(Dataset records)

+++

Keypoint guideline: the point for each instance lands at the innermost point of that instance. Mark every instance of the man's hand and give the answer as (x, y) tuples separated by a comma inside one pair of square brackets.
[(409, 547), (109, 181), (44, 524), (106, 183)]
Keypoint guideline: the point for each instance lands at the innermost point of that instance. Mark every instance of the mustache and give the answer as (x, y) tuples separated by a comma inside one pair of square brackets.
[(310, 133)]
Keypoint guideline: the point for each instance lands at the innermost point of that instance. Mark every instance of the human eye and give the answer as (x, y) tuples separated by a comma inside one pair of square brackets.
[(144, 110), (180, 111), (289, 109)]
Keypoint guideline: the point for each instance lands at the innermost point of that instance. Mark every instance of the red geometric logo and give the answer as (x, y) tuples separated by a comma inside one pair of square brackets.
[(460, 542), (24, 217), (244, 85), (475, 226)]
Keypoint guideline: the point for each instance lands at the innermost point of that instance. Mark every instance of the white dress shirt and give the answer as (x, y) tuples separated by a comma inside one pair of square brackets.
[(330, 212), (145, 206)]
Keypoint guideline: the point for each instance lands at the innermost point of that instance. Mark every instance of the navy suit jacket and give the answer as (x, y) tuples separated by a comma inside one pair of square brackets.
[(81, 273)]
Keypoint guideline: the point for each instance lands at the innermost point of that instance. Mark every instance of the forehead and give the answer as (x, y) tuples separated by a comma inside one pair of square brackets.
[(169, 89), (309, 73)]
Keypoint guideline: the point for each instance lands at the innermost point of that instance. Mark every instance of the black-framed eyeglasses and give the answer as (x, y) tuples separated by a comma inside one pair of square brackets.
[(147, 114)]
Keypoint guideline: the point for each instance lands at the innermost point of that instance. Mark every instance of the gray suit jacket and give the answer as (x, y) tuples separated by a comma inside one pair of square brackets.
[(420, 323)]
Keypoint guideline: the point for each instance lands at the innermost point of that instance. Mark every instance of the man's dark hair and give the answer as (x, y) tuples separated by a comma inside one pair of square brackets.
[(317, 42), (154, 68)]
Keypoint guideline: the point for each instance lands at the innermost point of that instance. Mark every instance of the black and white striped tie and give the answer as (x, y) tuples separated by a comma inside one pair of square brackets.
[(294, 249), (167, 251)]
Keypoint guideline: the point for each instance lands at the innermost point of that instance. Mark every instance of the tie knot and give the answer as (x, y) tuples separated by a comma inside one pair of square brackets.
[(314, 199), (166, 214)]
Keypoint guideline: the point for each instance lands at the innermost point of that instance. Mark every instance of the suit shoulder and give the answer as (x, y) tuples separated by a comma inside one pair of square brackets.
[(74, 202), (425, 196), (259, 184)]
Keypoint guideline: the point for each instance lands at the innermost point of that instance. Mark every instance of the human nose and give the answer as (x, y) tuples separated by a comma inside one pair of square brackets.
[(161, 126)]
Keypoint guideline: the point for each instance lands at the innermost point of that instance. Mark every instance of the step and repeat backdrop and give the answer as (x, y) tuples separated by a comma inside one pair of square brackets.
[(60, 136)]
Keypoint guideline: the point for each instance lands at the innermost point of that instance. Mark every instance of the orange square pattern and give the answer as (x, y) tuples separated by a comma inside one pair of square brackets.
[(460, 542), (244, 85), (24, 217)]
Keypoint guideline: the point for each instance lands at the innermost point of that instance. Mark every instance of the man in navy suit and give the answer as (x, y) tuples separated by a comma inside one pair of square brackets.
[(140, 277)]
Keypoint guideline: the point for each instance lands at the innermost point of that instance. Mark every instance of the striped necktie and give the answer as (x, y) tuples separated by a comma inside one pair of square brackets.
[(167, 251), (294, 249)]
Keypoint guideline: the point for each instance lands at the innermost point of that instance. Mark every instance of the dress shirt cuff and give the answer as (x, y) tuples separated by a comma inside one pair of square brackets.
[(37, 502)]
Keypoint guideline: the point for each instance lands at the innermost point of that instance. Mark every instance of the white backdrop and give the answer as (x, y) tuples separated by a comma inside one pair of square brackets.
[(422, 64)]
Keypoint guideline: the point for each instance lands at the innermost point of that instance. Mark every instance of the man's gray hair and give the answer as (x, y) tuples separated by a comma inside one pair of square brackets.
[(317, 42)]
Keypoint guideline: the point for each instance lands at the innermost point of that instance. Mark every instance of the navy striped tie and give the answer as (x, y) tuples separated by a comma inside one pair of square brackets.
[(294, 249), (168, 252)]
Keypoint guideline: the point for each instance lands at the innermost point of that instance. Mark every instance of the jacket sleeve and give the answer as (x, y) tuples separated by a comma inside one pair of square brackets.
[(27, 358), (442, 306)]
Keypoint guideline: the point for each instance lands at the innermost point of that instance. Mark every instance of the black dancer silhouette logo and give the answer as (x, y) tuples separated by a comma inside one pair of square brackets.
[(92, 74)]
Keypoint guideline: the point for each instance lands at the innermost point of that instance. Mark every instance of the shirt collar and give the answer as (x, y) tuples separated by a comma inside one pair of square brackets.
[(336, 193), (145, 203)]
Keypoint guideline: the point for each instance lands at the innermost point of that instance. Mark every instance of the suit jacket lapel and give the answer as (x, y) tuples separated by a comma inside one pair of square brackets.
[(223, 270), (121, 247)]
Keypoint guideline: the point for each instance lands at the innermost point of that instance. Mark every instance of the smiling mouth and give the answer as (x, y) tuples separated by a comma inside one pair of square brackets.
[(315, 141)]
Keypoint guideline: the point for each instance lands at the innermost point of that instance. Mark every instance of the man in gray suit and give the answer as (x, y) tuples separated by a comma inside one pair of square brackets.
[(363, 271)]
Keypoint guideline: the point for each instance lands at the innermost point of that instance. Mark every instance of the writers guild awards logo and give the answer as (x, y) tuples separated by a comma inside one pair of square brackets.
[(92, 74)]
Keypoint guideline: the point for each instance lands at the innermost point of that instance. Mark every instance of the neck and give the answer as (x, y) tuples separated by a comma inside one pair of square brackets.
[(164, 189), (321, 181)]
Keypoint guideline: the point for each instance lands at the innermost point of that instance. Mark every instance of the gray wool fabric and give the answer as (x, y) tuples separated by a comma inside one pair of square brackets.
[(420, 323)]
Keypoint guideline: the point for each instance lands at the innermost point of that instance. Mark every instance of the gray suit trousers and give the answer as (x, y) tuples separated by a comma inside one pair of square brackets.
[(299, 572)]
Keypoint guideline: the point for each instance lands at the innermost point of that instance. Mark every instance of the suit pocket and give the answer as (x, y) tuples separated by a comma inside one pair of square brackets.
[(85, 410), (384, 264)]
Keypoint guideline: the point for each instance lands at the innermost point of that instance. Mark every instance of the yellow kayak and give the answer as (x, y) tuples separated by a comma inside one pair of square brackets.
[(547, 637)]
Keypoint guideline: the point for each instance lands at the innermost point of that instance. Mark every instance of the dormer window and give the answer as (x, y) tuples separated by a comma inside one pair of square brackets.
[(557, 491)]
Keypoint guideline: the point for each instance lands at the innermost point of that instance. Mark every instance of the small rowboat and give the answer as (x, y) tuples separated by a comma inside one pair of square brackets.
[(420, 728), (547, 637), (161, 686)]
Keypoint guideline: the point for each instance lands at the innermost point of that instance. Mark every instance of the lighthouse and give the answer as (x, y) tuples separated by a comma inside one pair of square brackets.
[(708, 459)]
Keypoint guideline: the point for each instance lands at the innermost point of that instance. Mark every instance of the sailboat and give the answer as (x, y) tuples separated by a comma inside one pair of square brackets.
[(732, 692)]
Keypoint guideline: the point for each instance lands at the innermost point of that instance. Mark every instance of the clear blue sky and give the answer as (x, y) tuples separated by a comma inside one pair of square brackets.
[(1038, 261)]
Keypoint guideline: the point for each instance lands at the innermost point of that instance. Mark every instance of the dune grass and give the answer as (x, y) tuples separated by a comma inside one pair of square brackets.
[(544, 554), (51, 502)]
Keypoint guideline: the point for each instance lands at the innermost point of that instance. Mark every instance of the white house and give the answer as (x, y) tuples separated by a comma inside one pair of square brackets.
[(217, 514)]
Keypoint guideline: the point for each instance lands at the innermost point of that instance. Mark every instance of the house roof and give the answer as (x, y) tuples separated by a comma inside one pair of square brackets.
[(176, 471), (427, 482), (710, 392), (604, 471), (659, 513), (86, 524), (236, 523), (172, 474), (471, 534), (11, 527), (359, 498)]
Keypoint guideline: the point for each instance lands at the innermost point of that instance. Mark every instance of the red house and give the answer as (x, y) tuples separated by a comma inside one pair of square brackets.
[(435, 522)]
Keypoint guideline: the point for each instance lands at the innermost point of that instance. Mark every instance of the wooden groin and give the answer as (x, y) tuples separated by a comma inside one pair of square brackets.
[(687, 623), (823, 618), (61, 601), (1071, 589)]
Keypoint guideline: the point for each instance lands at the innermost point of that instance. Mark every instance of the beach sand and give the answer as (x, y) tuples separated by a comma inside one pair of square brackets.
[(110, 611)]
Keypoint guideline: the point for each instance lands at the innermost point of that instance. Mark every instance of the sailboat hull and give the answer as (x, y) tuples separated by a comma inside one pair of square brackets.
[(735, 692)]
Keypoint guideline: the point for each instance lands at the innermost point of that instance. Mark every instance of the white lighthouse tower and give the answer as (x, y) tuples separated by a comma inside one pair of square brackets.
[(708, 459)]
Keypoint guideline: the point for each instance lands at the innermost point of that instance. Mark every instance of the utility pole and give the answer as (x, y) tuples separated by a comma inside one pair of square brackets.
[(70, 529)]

+++

How to complete this task: Look above for the line containing "the white lighthouse"; copy from it through the last line, exactly, and nothing more.

Response area:
Keypoint guideline: the point for each instance lands at the innermost point of that instance. Mark every instance of the white lighthouse tower and give the answer as (x, y) tuples separated by a comma inside one pair of square brackets.
[(708, 459)]
Keypoint guideline: the point for each instance lands at the innermost point of that instance. Mark every instance of the utility pole and give the answer as (x, y) tuples separated by a comma inside one pair of square brackets.
[(70, 529)]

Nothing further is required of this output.